▶ Passage to read
— start —
The goals of the Liberty Mutual Research Fellowship Program include encouraging research activity in the field of safety; familiarizing graduate students, faculty members and other researchers with current research projects and up-to-date research models and applications to expand the body of knowledge; expanding and stimulating safety research understanding; providing a forum for linking safety professionals, industry needs, and quality research programs; and laying the groundwork for graduate students and faculty members to pursue safety/health applied research projects of their choice. Fellows will spend four to six weeks during the summer of 2010 at the Liberty Mutual Research Institute for Safety in Hopkinton, MA.

Boston-based Liberty Mutual Group is a diversified global insurer and fifth largest property and casualty insurer in the U.S. based on 2008 direct written premium. The Company also ranks 86th on the Fortune 500 list of largest corporations in the U.S. based on 2008 revenue. As of December 31, 2009, Liberty Mutual Group had $109.5 billion in consolidated assets, $95.0 billion in consolidated liabilities, and $31.1 billion in annual consolidated revenue.
— end —
▶ Task list
**a.** Report every line of the records that contains the word "profile".
**b.** Pick up the passage above on the Liberty Mutual Research Fellowship Program and continue it past its final sentence.

▶ Supplied records
— start —
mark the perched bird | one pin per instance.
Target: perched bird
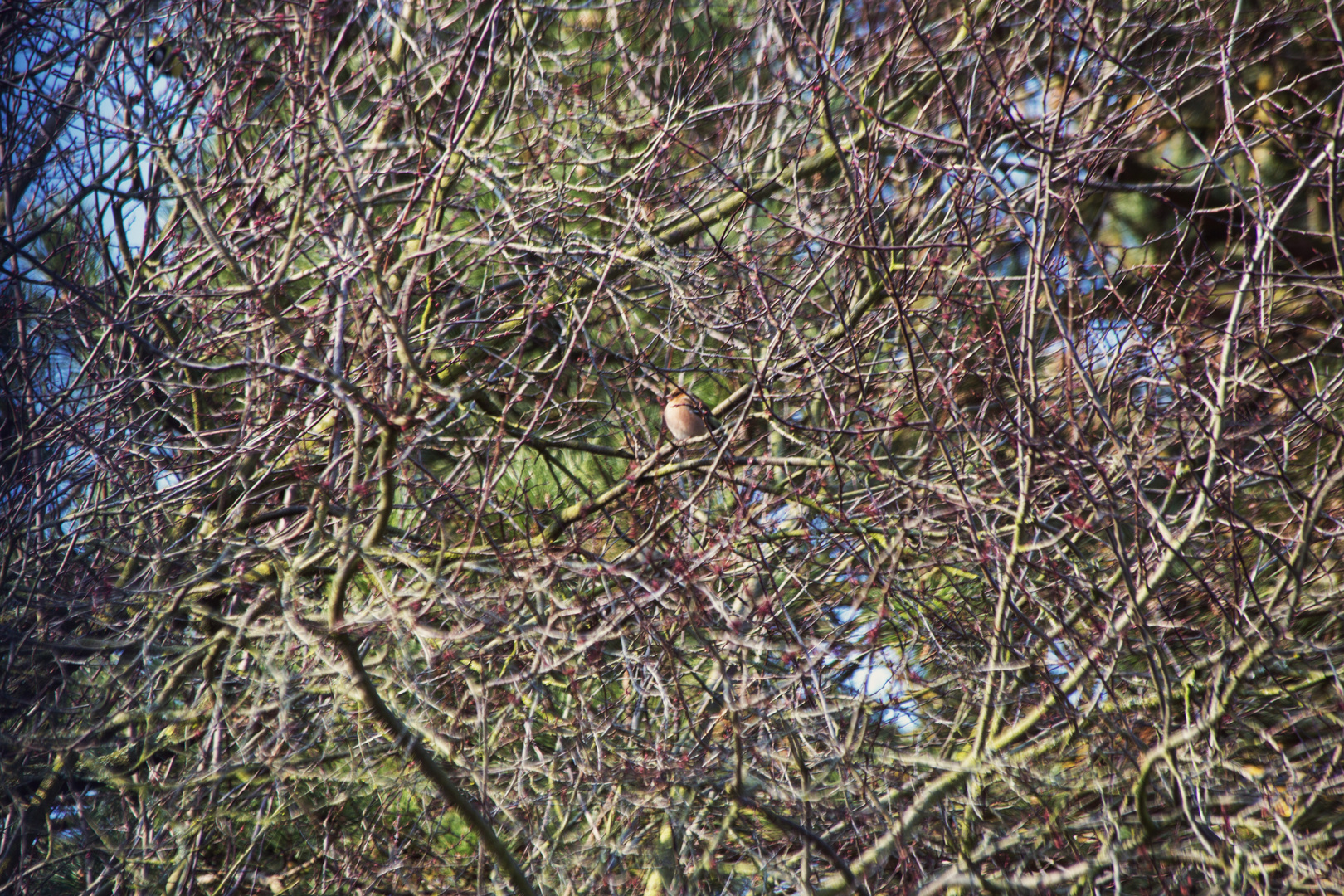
(686, 416)
(166, 58)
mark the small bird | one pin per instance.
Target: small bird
(166, 58)
(684, 416)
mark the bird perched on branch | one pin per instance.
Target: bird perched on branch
(686, 416)
(166, 58)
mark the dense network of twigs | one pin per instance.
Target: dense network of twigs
(344, 553)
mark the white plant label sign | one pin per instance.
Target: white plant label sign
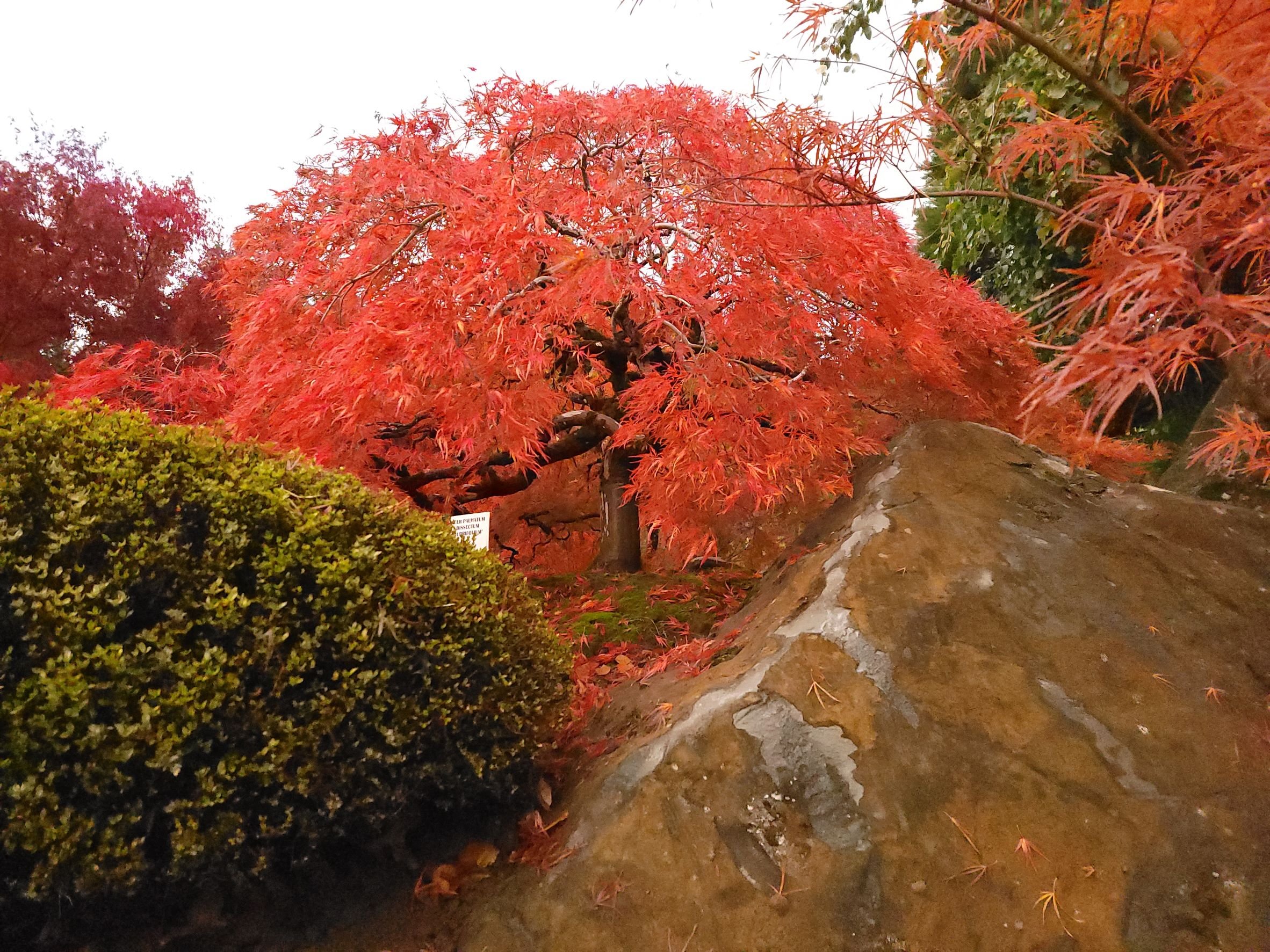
(474, 528)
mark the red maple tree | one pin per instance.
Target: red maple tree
(630, 282)
(91, 258)
(1179, 260)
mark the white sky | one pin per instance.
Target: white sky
(233, 92)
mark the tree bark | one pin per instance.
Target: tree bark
(619, 521)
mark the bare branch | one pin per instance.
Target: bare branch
(1083, 75)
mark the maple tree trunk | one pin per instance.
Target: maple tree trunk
(619, 521)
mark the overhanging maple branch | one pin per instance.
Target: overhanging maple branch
(578, 432)
(1075, 69)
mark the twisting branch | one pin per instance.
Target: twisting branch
(416, 230)
(580, 432)
(1083, 75)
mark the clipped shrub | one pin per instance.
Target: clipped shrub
(214, 659)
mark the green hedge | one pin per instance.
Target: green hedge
(212, 658)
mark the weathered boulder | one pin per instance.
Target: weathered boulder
(1001, 706)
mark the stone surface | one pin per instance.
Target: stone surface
(981, 648)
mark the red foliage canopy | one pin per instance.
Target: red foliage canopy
(1179, 263)
(460, 302)
(91, 258)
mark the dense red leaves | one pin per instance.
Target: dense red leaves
(660, 257)
(91, 258)
(1178, 267)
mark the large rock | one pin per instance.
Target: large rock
(986, 649)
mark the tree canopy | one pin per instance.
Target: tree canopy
(1175, 270)
(653, 280)
(91, 257)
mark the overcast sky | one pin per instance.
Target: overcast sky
(233, 92)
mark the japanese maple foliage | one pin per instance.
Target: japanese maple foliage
(91, 258)
(1178, 268)
(632, 277)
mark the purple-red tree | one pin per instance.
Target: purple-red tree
(636, 280)
(91, 257)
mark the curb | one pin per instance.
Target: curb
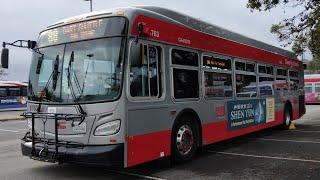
(11, 118)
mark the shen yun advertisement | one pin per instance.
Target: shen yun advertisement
(245, 113)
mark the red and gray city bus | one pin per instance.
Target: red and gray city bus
(13, 95)
(131, 85)
(312, 88)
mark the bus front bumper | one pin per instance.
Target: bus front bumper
(105, 155)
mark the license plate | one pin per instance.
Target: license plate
(82, 128)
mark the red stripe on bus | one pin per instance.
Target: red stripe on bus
(148, 147)
(152, 146)
(315, 101)
(167, 32)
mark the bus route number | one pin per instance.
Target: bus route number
(155, 33)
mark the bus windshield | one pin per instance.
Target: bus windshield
(88, 70)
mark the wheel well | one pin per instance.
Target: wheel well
(289, 106)
(196, 119)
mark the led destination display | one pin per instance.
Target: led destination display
(97, 28)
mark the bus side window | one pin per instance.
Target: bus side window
(145, 77)
(185, 74)
(24, 91)
(14, 91)
(3, 92)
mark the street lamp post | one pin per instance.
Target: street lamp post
(90, 4)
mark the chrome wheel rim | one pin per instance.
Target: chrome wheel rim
(184, 140)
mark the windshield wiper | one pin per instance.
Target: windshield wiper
(70, 86)
(53, 76)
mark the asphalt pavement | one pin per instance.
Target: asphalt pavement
(268, 154)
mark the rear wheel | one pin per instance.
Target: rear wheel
(286, 118)
(185, 140)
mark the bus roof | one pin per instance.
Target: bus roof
(181, 19)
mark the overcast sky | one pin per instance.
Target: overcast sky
(24, 19)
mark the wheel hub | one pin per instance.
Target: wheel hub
(184, 139)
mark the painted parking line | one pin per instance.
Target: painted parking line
(8, 130)
(286, 140)
(264, 157)
(135, 175)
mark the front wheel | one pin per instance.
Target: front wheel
(185, 140)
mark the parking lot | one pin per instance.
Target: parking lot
(269, 154)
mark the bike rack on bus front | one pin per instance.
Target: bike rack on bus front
(48, 142)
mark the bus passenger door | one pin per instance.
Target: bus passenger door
(148, 135)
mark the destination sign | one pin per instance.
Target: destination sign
(98, 28)
(216, 63)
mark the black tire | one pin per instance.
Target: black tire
(184, 124)
(287, 118)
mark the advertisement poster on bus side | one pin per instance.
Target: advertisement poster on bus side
(245, 113)
(270, 110)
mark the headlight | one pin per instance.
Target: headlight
(108, 128)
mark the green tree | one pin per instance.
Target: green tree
(302, 31)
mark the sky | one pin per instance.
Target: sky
(24, 19)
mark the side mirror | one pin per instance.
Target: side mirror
(5, 58)
(137, 55)
(32, 44)
(140, 32)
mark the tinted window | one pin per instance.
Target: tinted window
(185, 83)
(317, 87)
(242, 66)
(14, 92)
(3, 92)
(145, 77)
(250, 67)
(24, 91)
(262, 69)
(265, 69)
(182, 57)
(269, 70)
(308, 89)
(218, 84)
(246, 85)
(282, 72)
(293, 74)
(216, 63)
(266, 86)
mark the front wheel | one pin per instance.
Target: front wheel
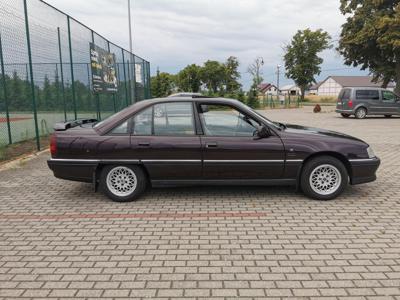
(361, 113)
(123, 183)
(324, 178)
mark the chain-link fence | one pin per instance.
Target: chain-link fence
(46, 74)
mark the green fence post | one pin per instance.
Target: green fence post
(62, 73)
(125, 83)
(28, 42)
(5, 92)
(72, 68)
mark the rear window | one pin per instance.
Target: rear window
(367, 94)
(345, 94)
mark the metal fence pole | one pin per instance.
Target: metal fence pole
(62, 73)
(5, 92)
(125, 83)
(28, 42)
(97, 94)
(72, 68)
(134, 77)
(149, 79)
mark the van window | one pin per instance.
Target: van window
(345, 94)
(367, 94)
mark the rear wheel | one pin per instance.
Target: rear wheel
(123, 183)
(361, 113)
(324, 178)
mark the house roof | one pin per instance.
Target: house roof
(357, 81)
(262, 87)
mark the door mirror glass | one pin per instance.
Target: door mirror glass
(262, 132)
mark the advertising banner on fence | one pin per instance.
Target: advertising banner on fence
(104, 74)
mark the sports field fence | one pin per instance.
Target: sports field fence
(46, 72)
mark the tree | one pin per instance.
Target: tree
(302, 62)
(232, 76)
(213, 76)
(189, 79)
(255, 70)
(252, 96)
(162, 84)
(370, 38)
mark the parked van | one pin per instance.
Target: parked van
(361, 102)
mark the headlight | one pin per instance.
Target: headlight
(370, 152)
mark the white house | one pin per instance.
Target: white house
(268, 89)
(290, 89)
(332, 85)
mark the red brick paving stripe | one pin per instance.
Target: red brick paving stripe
(160, 215)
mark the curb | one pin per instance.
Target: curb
(18, 162)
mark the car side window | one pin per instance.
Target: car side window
(174, 118)
(367, 94)
(388, 96)
(142, 122)
(224, 120)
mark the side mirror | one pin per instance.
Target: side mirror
(262, 132)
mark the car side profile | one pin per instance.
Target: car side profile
(205, 141)
(361, 102)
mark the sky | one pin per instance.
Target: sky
(174, 33)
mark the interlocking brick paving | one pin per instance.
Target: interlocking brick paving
(59, 239)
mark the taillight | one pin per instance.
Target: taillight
(53, 145)
(350, 103)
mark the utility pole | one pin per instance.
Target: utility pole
(130, 26)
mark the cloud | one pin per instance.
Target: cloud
(174, 33)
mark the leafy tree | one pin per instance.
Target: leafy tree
(162, 84)
(232, 75)
(255, 70)
(189, 79)
(370, 38)
(302, 62)
(252, 96)
(213, 75)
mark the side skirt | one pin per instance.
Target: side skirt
(242, 182)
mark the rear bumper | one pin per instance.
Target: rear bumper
(344, 111)
(77, 170)
(363, 170)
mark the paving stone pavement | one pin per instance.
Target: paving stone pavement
(59, 239)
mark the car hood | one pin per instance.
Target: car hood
(298, 129)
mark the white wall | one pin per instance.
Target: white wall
(329, 88)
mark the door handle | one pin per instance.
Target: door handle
(144, 144)
(211, 145)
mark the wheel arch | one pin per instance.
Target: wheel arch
(334, 154)
(100, 166)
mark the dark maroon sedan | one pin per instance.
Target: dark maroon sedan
(208, 141)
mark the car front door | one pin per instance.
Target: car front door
(164, 138)
(390, 103)
(230, 150)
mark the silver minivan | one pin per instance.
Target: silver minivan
(361, 102)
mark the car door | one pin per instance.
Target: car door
(230, 150)
(164, 138)
(390, 103)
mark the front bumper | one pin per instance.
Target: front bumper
(363, 170)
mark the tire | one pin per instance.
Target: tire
(318, 178)
(361, 113)
(123, 183)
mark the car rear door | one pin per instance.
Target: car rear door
(390, 103)
(164, 138)
(229, 149)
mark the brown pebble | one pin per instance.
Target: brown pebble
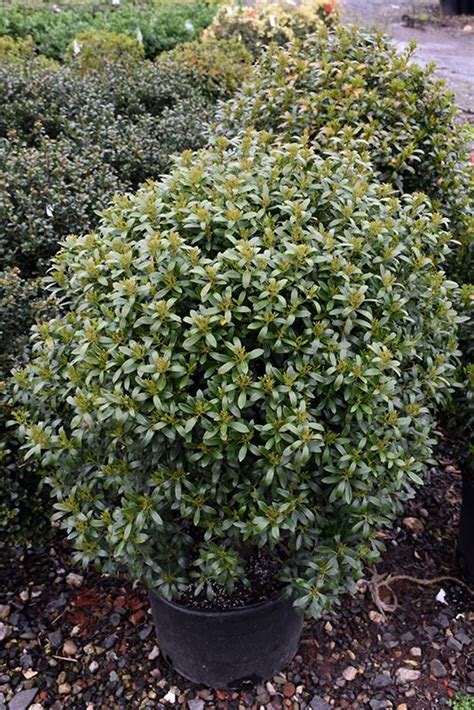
(289, 690)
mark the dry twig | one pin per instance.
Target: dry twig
(378, 582)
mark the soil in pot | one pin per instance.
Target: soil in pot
(235, 639)
(228, 648)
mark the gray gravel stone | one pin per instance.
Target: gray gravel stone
(55, 638)
(379, 704)
(381, 681)
(196, 704)
(463, 638)
(23, 699)
(454, 644)
(317, 703)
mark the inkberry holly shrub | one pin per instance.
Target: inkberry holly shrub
(252, 356)
(354, 84)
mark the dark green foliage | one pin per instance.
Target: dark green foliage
(354, 84)
(45, 193)
(89, 50)
(161, 27)
(220, 66)
(80, 138)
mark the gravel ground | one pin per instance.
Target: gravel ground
(75, 639)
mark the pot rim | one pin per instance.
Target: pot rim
(233, 611)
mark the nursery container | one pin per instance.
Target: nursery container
(230, 648)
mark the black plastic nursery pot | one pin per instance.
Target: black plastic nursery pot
(231, 648)
(466, 528)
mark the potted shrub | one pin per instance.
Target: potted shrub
(240, 394)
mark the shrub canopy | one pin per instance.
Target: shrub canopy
(267, 21)
(354, 84)
(89, 50)
(253, 352)
(161, 26)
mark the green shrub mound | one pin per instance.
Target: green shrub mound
(220, 66)
(349, 78)
(89, 50)
(78, 139)
(266, 21)
(254, 349)
(45, 194)
(160, 27)
(23, 507)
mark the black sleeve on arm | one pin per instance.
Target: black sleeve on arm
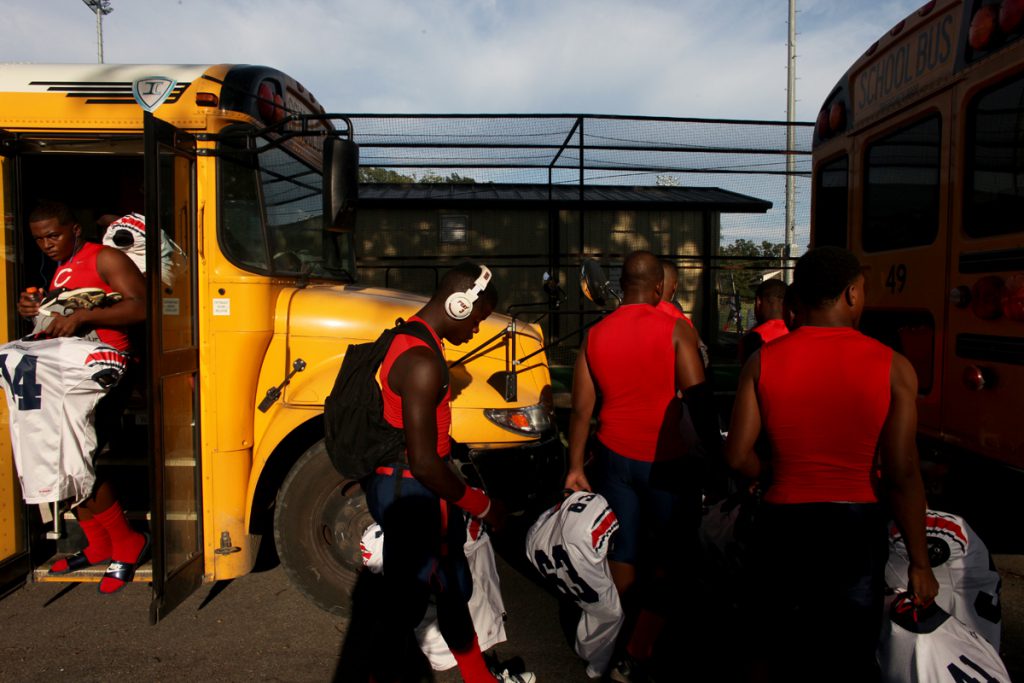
(699, 400)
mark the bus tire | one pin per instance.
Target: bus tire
(317, 525)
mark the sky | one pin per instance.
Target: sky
(720, 58)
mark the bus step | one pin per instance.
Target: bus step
(140, 515)
(87, 575)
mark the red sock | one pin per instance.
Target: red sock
(471, 665)
(645, 633)
(97, 550)
(127, 543)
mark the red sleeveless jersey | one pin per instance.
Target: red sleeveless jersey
(670, 308)
(633, 361)
(80, 270)
(770, 330)
(824, 396)
(392, 401)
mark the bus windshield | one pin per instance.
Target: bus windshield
(271, 213)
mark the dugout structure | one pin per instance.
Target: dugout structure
(535, 194)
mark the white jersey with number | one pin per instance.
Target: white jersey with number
(52, 387)
(485, 606)
(969, 584)
(568, 545)
(932, 646)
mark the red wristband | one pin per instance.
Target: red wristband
(474, 501)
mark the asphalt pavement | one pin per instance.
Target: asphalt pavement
(259, 628)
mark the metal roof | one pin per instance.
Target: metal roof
(377, 196)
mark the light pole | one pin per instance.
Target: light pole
(100, 7)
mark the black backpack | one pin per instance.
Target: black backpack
(358, 439)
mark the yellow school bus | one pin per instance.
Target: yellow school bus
(919, 160)
(246, 173)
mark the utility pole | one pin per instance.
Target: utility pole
(791, 143)
(100, 7)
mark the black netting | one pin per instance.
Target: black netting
(753, 159)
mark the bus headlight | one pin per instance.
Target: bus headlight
(526, 421)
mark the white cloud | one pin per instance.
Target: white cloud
(725, 58)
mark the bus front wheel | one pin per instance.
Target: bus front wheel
(317, 524)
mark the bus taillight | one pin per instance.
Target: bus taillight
(269, 102)
(1011, 13)
(986, 298)
(837, 117)
(822, 123)
(1013, 298)
(983, 26)
(265, 101)
(976, 378)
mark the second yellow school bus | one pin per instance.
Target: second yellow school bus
(919, 161)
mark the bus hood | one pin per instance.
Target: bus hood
(318, 324)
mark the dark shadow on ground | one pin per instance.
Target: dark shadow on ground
(64, 591)
(214, 592)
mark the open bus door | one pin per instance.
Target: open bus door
(173, 366)
(15, 562)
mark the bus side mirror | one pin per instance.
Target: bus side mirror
(341, 183)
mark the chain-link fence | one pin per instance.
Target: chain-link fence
(722, 252)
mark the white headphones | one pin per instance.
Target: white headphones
(460, 304)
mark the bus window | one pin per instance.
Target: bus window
(292, 195)
(993, 198)
(830, 187)
(241, 225)
(901, 187)
(263, 185)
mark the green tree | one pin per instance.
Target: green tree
(748, 272)
(377, 174)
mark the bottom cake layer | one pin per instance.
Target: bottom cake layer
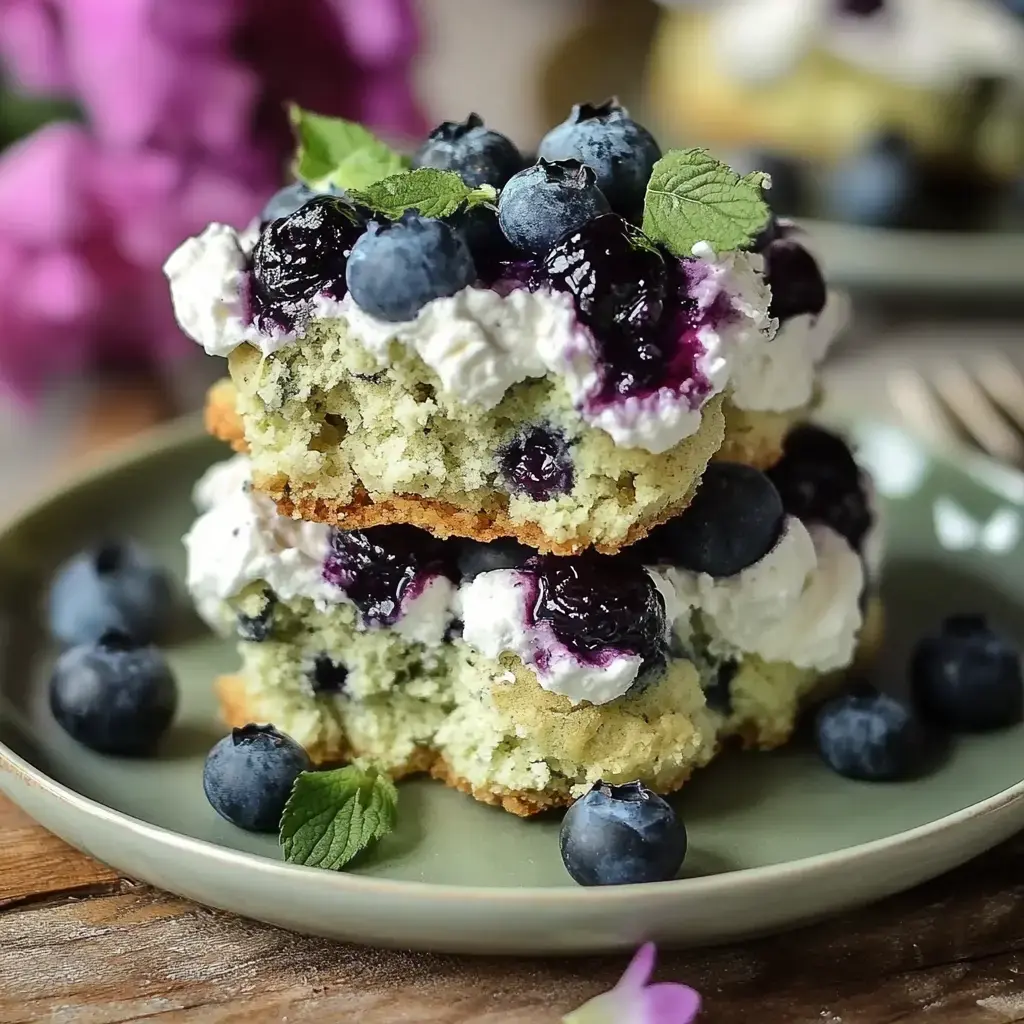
(486, 728)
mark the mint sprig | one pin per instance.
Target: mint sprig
(335, 152)
(432, 193)
(332, 816)
(691, 197)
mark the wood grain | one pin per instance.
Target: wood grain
(949, 952)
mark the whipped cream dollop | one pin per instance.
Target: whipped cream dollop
(498, 619)
(780, 374)
(931, 43)
(800, 603)
(240, 539)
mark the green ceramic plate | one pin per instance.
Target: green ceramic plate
(776, 840)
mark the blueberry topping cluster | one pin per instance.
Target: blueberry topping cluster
(537, 463)
(379, 568)
(595, 604)
(301, 255)
(819, 481)
(735, 518)
(478, 155)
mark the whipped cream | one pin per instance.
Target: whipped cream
(480, 342)
(930, 43)
(240, 539)
(800, 603)
(779, 374)
(497, 620)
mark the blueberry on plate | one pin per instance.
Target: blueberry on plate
— end —
▶ Set of answers
**a.**
mark the car side profile | one pin per instance.
Target: car side profile

**b.**
Owned and operated by Liberty Mutual Group, the Liberty Mutual Research Institute for Safety (www.libertymutualgroup.com/researchinstitute) has helped improve the occupational safety and health of workers for more than 50 years. Through laboratory and field-based investigations, the Research Institute seeks to advance scientific, business-relevant knowledge in workplace and highway safety, and work disability. Research findings are shared with the worldwide health and safety community through peer-reviewed journals and conference presentations. Ultimately, these findings are used to develop recommendations, guidelines, and interventions that help reduce risk and control costs.

The American Society of Safety Engineers Foundation, established by and in partnership with the American Society of Safety Engineers, generates funding and provides resources for scholarship, applied research, academic accreditation, and related academic initiatives in order to advance the safety, health, and environmental profession. For more information on the Foundation and its programs visit www.asse.org/foundation.

Founded in 1911, the Des Plaines, IL-based ASSE is the largest and oldest professional safety organization and is committed to protecting people, property and the environment. Its more than 32,000 occupational safety, health and environmental professional members lead, manage, supervise, research and consult on safety, health, transportation and environmental issues in all industries, government, labor, health care and education. For more information please go to www.asse.org.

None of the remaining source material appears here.